# Apply what you read
1/ Summarize the text on the writer's changing career dream in two sentences.
2/ Quote from the text on the writer's changing career dream the part that opens with the words containing "When I was young, I" and closes with "the cockroach. Ewww!!!".

***** Text *****

When I was young, I remember answering the question, “What do you want to be when you grow up?” by saying that I want to be a doctor. I can still see the evidence in my grade school yearbook: Mylene’s dream: to be a doctor. However, when I was in high school, I realized I dreaded wearing the lab gown and I didn’t like “inoculating bacteria” or “dissecting a cockroach”. I couldn’t stand it. My microbio teacher would glare at me when I let out a scream when the supposedly dead cockroach starts to move. And I wanted to throw up when I saw moving organisms under the microscope when we placed a sample specimen from the tummy of the cockroach. Ewww!!!
But when it’s time for computer class, I get excited. I especially enjoyed making the sophomore Comp Sci project of the school logo in Turbo Pascal. My project wasn’t that good but my classmates’ projects were awesome. I was fascinated at how they were able to program the colorful lines and circles to move and rotate and form the logo. Oh, I fell in love with computers then.

***** Dataset entries *****

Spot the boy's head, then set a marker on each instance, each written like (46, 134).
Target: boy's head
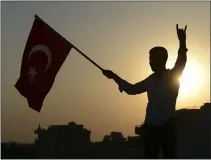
(157, 58)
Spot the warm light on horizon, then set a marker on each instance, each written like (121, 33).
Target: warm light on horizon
(191, 82)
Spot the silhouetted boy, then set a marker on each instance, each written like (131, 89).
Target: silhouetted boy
(162, 89)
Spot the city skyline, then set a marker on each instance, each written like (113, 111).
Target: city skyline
(111, 33)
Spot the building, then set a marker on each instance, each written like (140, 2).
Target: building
(62, 141)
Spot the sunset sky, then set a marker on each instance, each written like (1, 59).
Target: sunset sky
(118, 36)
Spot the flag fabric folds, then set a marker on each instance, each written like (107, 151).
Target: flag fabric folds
(44, 54)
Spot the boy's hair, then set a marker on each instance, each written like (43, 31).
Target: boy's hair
(160, 53)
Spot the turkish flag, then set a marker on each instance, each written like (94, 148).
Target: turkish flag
(44, 54)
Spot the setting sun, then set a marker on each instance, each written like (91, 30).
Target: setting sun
(191, 81)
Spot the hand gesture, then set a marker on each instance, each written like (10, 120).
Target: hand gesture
(109, 74)
(181, 33)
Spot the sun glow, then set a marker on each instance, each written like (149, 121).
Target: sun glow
(191, 81)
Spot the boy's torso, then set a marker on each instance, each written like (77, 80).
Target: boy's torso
(162, 94)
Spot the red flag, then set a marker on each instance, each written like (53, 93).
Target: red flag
(44, 54)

*****

# Solutions per task
1/ As a child, the writer wanted to be a doctor, as a grade school yearbook records, but in high school found lab work such as inoculating bacteria and dissecting a cockroach unbearable. Computer class, by contrast, was exciting, and watching classmates program the school logo in Turbo Pascal made the writer fall in love with computers.

2/
When I was young, I remember answering the question, “What do you want to be when you grow up?” by saying that I want to be a doctor. I can still see the evidence in my grade school yearbook: Mylene’s dream: to be a doctor. However, when I was in high school, I realized I dreaded wearing the lab gown and I didn’t like “inoculating bacteria” or “dissecting a cockroach”. I couldn’t stand it. My microbio teacher would glare at me when I let out a scream when the supposedly dead cockroach starts to move. And I wanted to throw up when I saw moving organisms under the microscope when we placed a sample specimen from the tummy of the cockroach. Ewww!!!